# Task details:
The entries below are to be transcribed in full, without their images.

# Records for processing:

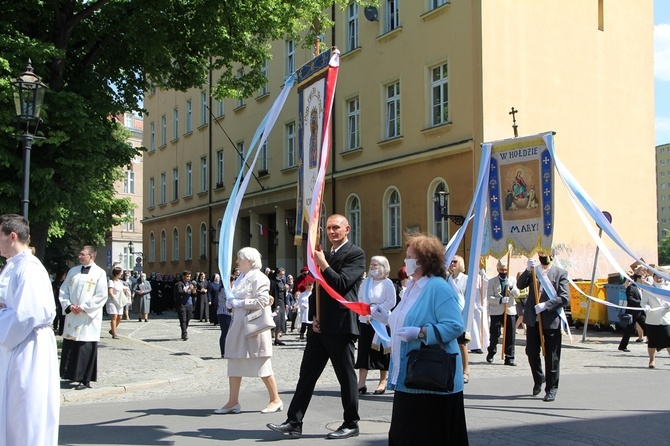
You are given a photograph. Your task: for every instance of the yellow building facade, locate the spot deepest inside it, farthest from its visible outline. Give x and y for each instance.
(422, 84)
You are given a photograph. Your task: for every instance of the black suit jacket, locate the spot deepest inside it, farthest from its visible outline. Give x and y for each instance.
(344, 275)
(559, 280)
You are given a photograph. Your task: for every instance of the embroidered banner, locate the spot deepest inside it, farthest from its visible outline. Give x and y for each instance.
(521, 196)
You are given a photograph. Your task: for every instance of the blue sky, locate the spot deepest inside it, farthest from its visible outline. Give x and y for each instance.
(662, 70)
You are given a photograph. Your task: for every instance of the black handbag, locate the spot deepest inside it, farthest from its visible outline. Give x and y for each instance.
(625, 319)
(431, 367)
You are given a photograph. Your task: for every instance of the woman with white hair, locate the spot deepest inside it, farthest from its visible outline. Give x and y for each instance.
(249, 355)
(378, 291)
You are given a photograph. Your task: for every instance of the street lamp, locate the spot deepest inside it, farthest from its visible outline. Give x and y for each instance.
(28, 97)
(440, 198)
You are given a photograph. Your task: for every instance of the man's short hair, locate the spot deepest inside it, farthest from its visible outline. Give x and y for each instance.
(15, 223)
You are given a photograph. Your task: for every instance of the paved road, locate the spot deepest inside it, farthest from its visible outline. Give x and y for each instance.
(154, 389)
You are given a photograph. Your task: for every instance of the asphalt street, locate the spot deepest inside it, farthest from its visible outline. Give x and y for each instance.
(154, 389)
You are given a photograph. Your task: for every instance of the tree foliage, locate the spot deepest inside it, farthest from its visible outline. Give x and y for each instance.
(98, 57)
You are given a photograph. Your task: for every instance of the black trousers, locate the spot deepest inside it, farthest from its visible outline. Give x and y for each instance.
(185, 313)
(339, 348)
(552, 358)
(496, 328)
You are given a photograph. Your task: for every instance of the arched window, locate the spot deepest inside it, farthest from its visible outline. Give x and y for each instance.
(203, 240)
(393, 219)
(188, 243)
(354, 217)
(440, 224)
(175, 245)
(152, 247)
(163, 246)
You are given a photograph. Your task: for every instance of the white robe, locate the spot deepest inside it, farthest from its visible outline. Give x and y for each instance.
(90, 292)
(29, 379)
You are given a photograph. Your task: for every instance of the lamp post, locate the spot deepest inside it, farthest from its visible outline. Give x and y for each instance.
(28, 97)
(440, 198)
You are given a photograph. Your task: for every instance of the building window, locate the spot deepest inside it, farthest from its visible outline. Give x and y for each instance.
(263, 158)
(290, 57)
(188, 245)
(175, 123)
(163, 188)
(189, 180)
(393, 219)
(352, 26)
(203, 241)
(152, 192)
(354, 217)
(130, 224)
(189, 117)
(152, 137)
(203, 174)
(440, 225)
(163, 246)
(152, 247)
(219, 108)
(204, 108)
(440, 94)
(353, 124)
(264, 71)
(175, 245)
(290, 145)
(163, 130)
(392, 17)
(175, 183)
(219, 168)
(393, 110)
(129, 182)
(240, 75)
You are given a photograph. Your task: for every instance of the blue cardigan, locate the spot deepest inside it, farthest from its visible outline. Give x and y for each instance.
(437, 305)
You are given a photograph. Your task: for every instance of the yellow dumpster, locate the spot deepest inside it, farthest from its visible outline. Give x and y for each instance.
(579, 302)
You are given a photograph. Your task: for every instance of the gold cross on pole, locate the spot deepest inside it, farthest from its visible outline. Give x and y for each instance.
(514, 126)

# Output of the exercise:
You are given a photograph. Your task: for every instance of the yellow building facade, locate the spot deepest inside it, farthest from its visible outline. Give x and y for each instance.
(422, 84)
You are given a photograph. Your task: for every instance of the black suit jacket, locate the spot deepest inside it, farthest from its visible outline. Give x and y for each instance.
(344, 275)
(559, 280)
You are given a photograph. Your task: for every instance of the embroidered banner, locate the spot deepest inside it, farthest from its visible outline. Give x and y for each instance.
(521, 196)
You are given a photograph. Your task: for every instance of the blue sky, locate the spot deepest inside it, farthest from its visible outline. Give x and y for each instance.
(662, 70)
You are given a photograph. Your task: for every instance of the black handbag, locate the spot deepest inside it, farthest from its visible outline. Give x and y for each instance.
(625, 319)
(431, 367)
You are given a photograph. Your task: for every instance of the woman with white hair, locate the spot deepest inside it, farthest from its visible outline. Give x and y for each instance.
(249, 355)
(378, 291)
You are given a photograph. Your task: for every instance of the street lamp, locate the spot deepest inside it, farthest from its visible outline. Give x and y for each instance.
(28, 97)
(440, 198)
You are given a photograph. Your task: for every instance of the man's short hair, locate the spot deepest inside it, farthest from its visible outline. Give x and y for each instance.
(15, 223)
You are given a photograph. Your task: for every instance of the paved road, locate the spot deepest inside it, farthest from its visible outline. Give x and y for each instance.
(154, 389)
You are given a photograph. Your task: for every instance of the asphalt street, locate the spot deepest inside it, farthest from its visible outline. Give x and y for each instance.
(154, 389)
You are given a photograph. Your task: for every instance of the tree foliage, locate the spot deepest inside it, farthest from its visible outline. Give x and y for each instance.
(98, 57)
You are given a photograph. Your task: for every instance of the black trousers, locate the spot deepest inside it, farthest from its visible outline. Give x and y for each instance.
(185, 313)
(339, 348)
(552, 358)
(496, 328)
You are given a photograph. Your task: for every instance of the arched window, locate the spot deepest inside it, farthest from its visible outline. Give x and y for each instance.
(203, 240)
(393, 219)
(188, 243)
(354, 217)
(440, 224)
(175, 245)
(152, 247)
(163, 246)
You are given a photograph. Your task: for every instance of the white robe, locate the spot deepest inside it, farthest from its visible outline. Give x and y for each instance.
(90, 292)
(29, 379)
You are given a photograph. Your task: for every instance of the lamp post, locate the spot deepest inside it, farthest from its visible outline. Give x and y for each instance.
(28, 97)
(440, 198)
You are given a photograph. Your task: for every instance of the building window, locate the spot deepest inside it, farthest from its visible outline. Give x and y for each instance.
(263, 158)
(290, 57)
(188, 245)
(175, 123)
(163, 188)
(189, 180)
(393, 219)
(352, 26)
(203, 241)
(152, 192)
(354, 217)
(130, 224)
(189, 117)
(152, 137)
(203, 174)
(440, 225)
(163, 246)
(152, 247)
(219, 108)
(204, 108)
(440, 94)
(353, 124)
(264, 71)
(175, 245)
(290, 145)
(163, 130)
(392, 17)
(175, 183)
(219, 168)
(393, 110)
(129, 182)
(240, 75)
You are given a photograph. Your task: for every instance of the blue cardigan, locate the spot deepest inside it, farthest from its visible outline. Give x and y for each instance.
(437, 305)
You are given a photograph. Your task: for every instance of the yellow dumpster, locate the spot deepest inside it, farthest from its visible outline. Give x and y for each instance.
(579, 302)
You are given a photograph. Your task: for every instance of the gold cross on pole, locate the spot deepest inside it, farthest from its visible outline. Give x and y for each instance.
(514, 126)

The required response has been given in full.